[start of Data to process]

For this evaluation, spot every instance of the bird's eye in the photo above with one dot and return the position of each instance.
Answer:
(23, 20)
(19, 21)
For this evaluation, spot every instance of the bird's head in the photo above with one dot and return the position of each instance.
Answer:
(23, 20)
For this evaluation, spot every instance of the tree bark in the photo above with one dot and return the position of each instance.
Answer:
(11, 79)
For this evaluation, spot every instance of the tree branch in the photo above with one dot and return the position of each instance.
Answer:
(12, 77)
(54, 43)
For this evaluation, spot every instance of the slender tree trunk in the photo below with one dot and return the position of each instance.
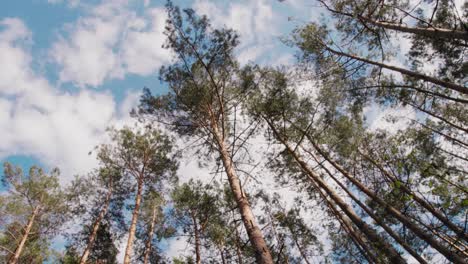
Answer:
(449, 254)
(438, 33)
(238, 251)
(221, 252)
(452, 86)
(378, 241)
(262, 253)
(377, 219)
(24, 238)
(356, 236)
(438, 117)
(434, 211)
(131, 233)
(431, 32)
(299, 247)
(150, 235)
(197, 239)
(96, 225)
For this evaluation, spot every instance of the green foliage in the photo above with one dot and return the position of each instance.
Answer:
(35, 192)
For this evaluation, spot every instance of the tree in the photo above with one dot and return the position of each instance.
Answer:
(203, 96)
(36, 206)
(143, 156)
(195, 208)
(104, 195)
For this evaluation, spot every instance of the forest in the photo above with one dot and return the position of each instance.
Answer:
(343, 192)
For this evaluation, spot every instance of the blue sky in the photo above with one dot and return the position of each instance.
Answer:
(71, 68)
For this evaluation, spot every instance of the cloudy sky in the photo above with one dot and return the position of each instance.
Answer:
(71, 68)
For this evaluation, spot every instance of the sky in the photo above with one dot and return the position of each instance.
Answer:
(71, 68)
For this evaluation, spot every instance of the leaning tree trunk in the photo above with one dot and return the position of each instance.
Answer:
(438, 33)
(370, 233)
(262, 253)
(197, 239)
(417, 75)
(96, 225)
(150, 235)
(377, 219)
(449, 254)
(24, 238)
(131, 233)
(434, 211)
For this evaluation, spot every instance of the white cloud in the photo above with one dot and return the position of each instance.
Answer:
(255, 21)
(390, 119)
(37, 119)
(110, 42)
(142, 51)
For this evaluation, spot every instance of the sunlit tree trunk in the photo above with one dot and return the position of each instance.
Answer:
(24, 238)
(449, 254)
(131, 233)
(96, 224)
(150, 235)
(417, 75)
(434, 211)
(197, 239)
(262, 253)
(370, 233)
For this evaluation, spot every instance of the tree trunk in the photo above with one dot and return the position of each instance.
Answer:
(238, 250)
(221, 252)
(450, 255)
(460, 232)
(131, 233)
(432, 32)
(377, 219)
(440, 33)
(150, 235)
(378, 241)
(197, 239)
(406, 72)
(24, 238)
(96, 225)
(262, 253)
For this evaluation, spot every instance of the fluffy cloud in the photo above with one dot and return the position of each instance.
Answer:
(37, 119)
(110, 42)
(255, 20)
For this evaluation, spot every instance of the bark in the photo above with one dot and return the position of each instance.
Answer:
(431, 32)
(221, 252)
(131, 233)
(197, 239)
(434, 211)
(262, 253)
(150, 235)
(445, 120)
(24, 238)
(238, 250)
(357, 237)
(96, 225)
(377, 219)
(370, 233)
(417, 75)
(449, 254)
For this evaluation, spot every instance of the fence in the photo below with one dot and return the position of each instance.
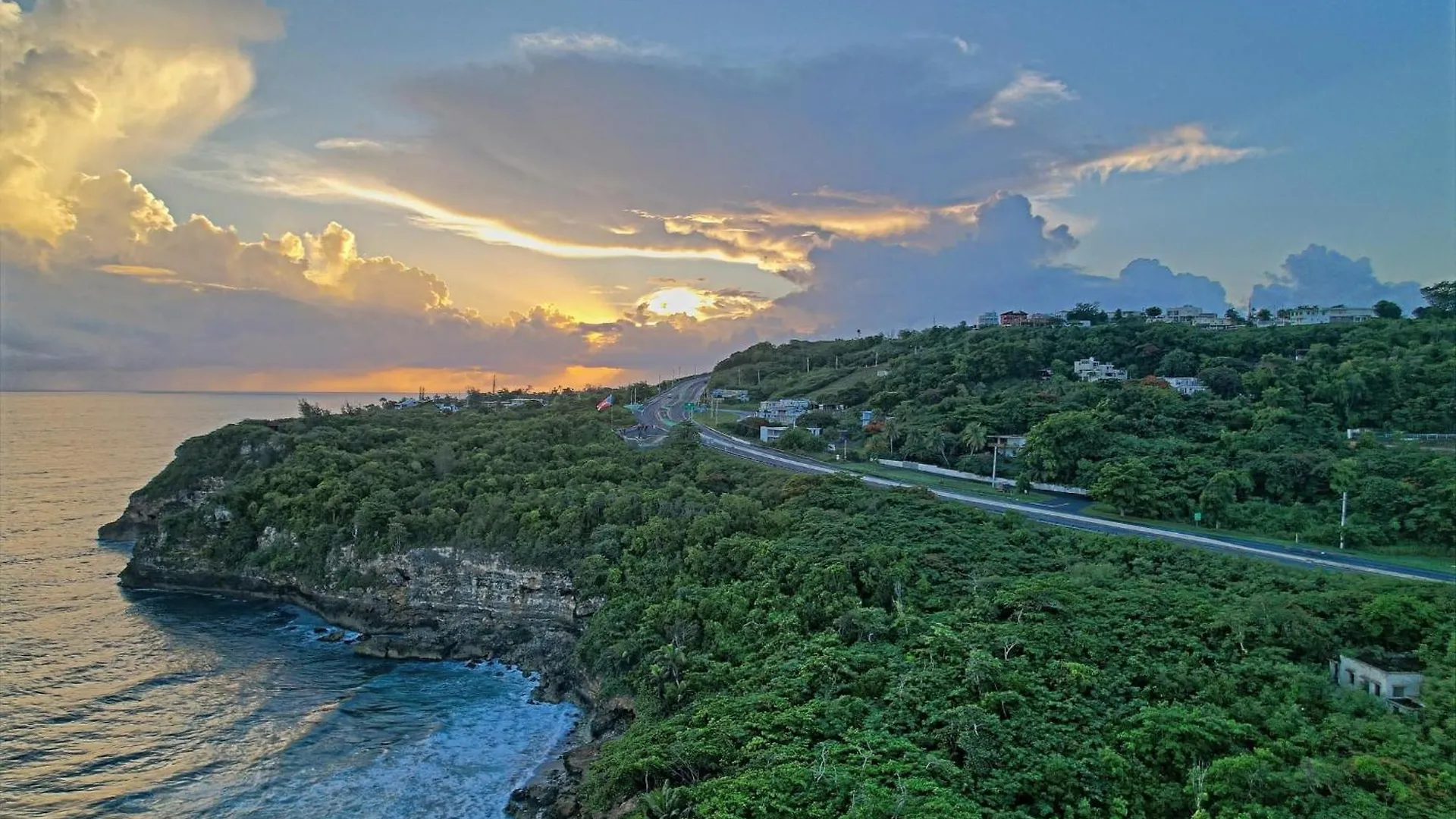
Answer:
(934, 469)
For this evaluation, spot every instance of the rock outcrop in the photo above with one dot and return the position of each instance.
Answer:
(427, 602)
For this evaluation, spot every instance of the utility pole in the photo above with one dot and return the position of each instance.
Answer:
(1345, 506)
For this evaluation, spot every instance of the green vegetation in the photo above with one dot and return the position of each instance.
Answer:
(1264, 449)
(810, 648)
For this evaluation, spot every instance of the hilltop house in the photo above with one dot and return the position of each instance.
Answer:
(1091, 369)
(1009, 445)
(783, 410)
(1184, 385)
(1394, 678)
(1338, 314)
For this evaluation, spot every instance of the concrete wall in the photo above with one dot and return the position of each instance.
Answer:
(1367, 676)
(982, 479)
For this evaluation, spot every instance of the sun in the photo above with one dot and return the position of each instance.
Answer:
(672, 300)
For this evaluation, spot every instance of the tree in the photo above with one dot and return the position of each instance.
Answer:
(1440, 300)
(666, 803)
(1178, 363)
(1219, 496)
(1128, 485)
(1225, 382)
(974, 436)
(1056, 447)
(1386, 309)
(1090, 312)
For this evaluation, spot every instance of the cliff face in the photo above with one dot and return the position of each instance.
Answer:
(428, 602)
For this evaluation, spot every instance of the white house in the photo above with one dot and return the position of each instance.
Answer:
(1338, 314)
(1009, 445)
(1184, 385)
(1091, 369)
(783, 410)
(1184, 314)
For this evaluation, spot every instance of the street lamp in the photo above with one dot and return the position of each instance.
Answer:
(1345, 506)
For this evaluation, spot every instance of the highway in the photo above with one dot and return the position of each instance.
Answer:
(667, 410)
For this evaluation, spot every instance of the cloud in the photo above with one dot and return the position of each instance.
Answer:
(354, 143)
(1183, 149)
(1028, 89)
(86, 86)
(856, 177)
(1009, 260)
(571, 153)
(1318, 276)
(131, 297)
(580, 150)
(582, 42)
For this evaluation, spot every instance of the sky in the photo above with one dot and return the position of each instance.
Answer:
(366, 196)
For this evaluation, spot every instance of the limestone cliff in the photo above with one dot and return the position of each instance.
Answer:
(427, 602)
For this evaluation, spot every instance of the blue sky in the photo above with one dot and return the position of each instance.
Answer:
(657, 183)
(1354, 101)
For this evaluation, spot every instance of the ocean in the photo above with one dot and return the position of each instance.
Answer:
(120, 703)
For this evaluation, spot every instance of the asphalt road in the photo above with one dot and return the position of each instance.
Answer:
(667, 410)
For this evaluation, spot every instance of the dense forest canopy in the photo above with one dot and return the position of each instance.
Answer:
(1267, 447)
(810, 648)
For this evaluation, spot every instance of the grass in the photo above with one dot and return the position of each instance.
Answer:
(1446, 564)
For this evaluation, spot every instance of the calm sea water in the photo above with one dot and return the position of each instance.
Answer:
(161, 704)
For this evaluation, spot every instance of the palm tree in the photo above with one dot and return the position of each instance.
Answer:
(666, 803)
(974, 436)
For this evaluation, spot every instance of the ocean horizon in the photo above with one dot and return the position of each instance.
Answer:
(175, 704)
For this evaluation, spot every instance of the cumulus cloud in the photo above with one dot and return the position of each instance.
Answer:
(1011, 260)
(1318, 276)
(663, 159)
(582, 150)
(587, 42)
(130, 295)
(86, 86)
(856, 175)
(1028, 89)
(1183, 149)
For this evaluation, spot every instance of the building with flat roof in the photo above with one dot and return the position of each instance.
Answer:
(1091, 369)
(1338, 314)
(1394, 678)
(783, 410)
(1184, 385)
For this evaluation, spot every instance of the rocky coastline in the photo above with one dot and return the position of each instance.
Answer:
(424, 604)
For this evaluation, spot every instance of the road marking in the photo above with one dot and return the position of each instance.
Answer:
(1063, 518)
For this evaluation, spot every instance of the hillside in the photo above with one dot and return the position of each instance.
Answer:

[end of Data to process]

_Problem details_: Render everything from the line containing "For this evaluation, spot every instance of the hillside" down to the end of the listing as a numbered list, leaving out any blank lines.

_Correct result_:
1. For this evaluation, spot every instance of the hillside in the photo above with one dot and return the position of each instance.
2. Answer:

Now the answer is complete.